__Objetivo 1__
No excerto da página, qual das versões de importação do grafo de ligações entre entidades é indicada como a mais rápida?
__Objetivo 2__
Copie palavra por palavra, do excerto da página, tudo o que vai desde "Versão 1: Dataset" até "b (mais lenta)".

__Excerto da página__
+===+

(english below)
Os dados disponibilizados dizem respeito a notícias e entidades recolhidas no âmbito deste projeto.
Para usar estes datasets deve ter uma instância de mongodb a correr e para onde possa importar dados. Deverá extrair os ficheiros zipados e, de seguida, invocar o comando mongorestore -d desarquivo <PASTA_COM_FICHEIROS>
- Dataset 01 - Conjunto das notícias (depois de limpeza não trivial de duplicados) e entidades extraídas, este dataset foi posteriormente filtrado para gerar o 2o dataset com um número mais limitado de entidades de forma a garantir a sua relevância.
- Dataset 02 - Conjunto final de notícias e entidades diretamente apresentadas na versão atual do desarquivo
Para usar estes dataset deve ter uma instância de neo4j vazia. Deve colocar os ficheiros disponibilizados na pasta /import
dessa instância e correr o comando
Grafo de ligações entre entidades.
Versão 1: Dataset 03 a (mais rápida)
neo4j-admin import --id-type=STRING --nodes=import/i_entities.csv --relationships=rel=import/i_connections.csv
ou
Versão 2: Dataset 03 b (mais lenta)
USING PERIODIC COMMIT
LOAD CSV WITH HEADERS FROM 'file:///people.csv' AS row
MERGE (e:PER {_id: row._id, text: row.text});
USING PERIODIC COMMIT
LOAD CSV WITH HEADERS FROM 'file:///orgs.csv' AS row
MERGE (e:ORG {_id: row._id, text: row.text});
USING PERIODIC COMMIT
LOAD CSV WITH HEADERS FROM 'file:///locations.csv' AS row
MERGE (e:LOC {_id: row._id, text: row.text});
USING PERIODIC COMMIT
LOAD CSV WITH HEADERS FROM 'file:///misc.csv' AS row
MERGE (e:MISC {_id: row._id, text: row.text});
USING PERIODIC COMMIT
LOAD CSV WITH HEADERS FROM 'file:///news.csv' AS row
MERGE (n:NEWS {_id: row._id, title: row.title});
USING PERIODIC COMMIT
LOAD CSV WITH HEADERS FROM 'file:///connections_1.csv' AS row
MERGE (e1 {_id: row._id1})

+===+

__Dados fornecidos__
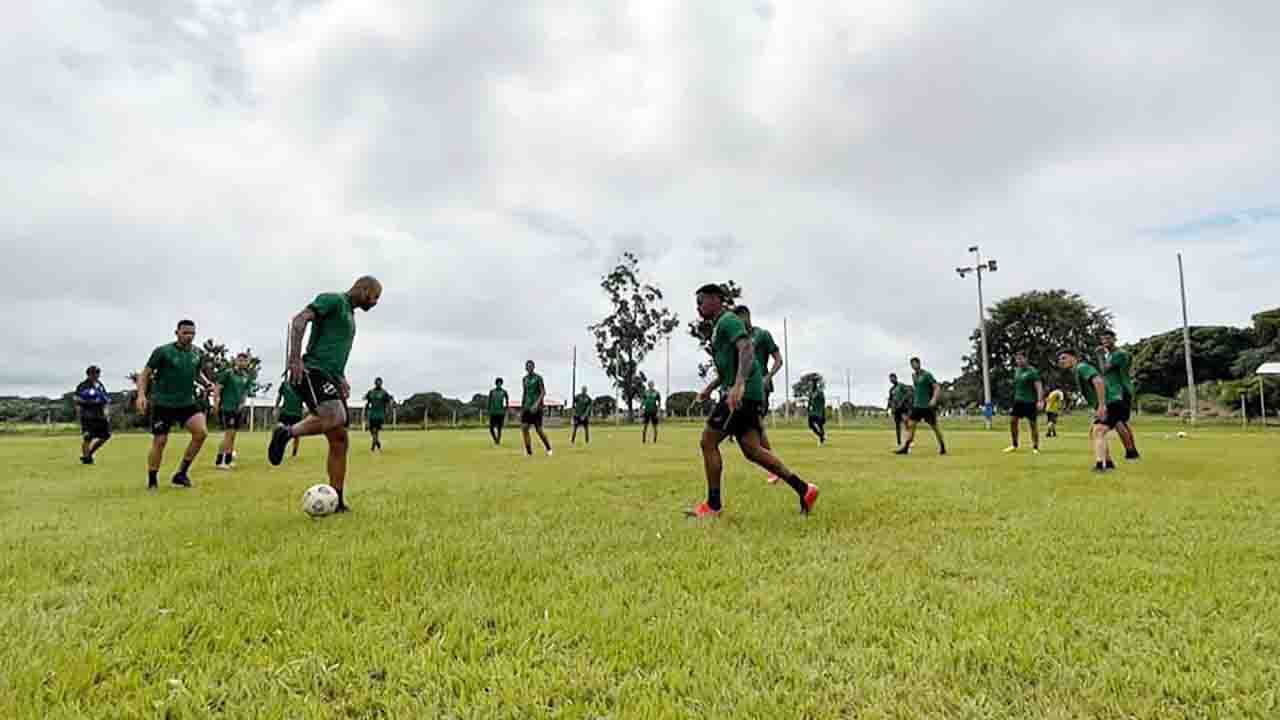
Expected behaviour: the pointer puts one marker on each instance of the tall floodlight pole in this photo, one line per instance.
(1187, 343)
(979, 267)
(786, 365)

+===+

__Resposta esperada 1__
A Versão 1, o Dataset 03 a.

__Resposta esperada 2__
Versão 1: Dataset 03 a (mais rápida)
neo4j-admin import --id-type=STRING --nodes=import/i_entities.csv --relationships=rel=import/i_connections.csv
ou
Versão 2: Dataset 03 b (mais lenta)